## Problem
Read the entries below and pull out each line with the string "cluster".

[Dataset items]
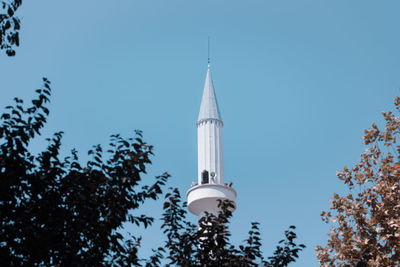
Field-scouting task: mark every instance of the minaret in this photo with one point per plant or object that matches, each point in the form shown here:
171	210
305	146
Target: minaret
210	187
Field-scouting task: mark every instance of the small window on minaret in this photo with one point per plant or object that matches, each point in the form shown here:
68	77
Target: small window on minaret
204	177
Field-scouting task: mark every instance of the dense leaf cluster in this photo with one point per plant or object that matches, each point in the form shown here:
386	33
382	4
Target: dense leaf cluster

...

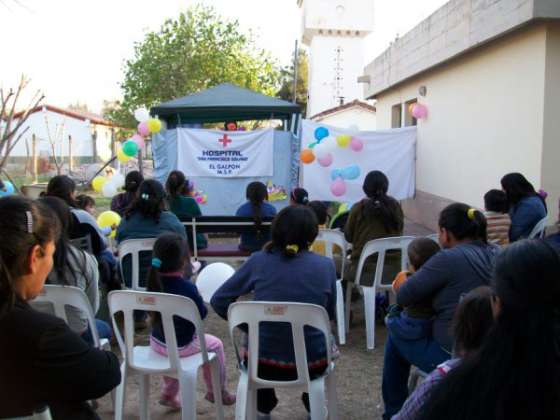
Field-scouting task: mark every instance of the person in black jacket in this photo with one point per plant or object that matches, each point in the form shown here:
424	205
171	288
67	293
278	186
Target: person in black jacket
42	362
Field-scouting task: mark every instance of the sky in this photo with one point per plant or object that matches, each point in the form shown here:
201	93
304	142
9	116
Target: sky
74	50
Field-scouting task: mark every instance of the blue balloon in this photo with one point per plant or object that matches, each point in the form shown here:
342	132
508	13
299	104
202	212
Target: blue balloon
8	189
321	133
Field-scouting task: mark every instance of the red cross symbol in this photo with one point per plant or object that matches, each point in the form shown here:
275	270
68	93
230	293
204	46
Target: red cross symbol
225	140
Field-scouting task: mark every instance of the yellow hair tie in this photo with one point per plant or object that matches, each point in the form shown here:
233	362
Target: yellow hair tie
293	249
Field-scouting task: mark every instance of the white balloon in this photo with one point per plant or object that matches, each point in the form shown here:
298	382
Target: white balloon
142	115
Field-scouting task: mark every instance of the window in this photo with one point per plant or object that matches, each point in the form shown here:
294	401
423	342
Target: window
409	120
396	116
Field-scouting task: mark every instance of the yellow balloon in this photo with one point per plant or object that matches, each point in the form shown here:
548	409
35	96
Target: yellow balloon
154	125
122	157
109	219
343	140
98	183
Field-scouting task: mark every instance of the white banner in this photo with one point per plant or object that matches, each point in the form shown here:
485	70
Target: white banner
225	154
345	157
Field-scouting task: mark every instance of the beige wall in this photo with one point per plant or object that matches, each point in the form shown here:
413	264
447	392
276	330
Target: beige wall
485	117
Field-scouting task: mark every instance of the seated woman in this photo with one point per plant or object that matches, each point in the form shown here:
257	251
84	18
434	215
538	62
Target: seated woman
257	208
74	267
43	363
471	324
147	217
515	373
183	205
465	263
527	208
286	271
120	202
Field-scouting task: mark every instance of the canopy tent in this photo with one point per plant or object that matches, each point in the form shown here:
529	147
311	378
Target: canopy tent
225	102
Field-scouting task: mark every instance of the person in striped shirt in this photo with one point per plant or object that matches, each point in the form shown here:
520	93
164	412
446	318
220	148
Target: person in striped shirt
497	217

==

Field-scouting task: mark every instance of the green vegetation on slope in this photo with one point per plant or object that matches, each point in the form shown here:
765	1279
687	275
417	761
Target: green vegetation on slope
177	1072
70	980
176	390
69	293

## Solution to this task
Field-scouting task: mark every instance of the dense leaf cluster in this photo with one point per plant or object that matches, each point in the form shown here:
Target: dense leaf cluster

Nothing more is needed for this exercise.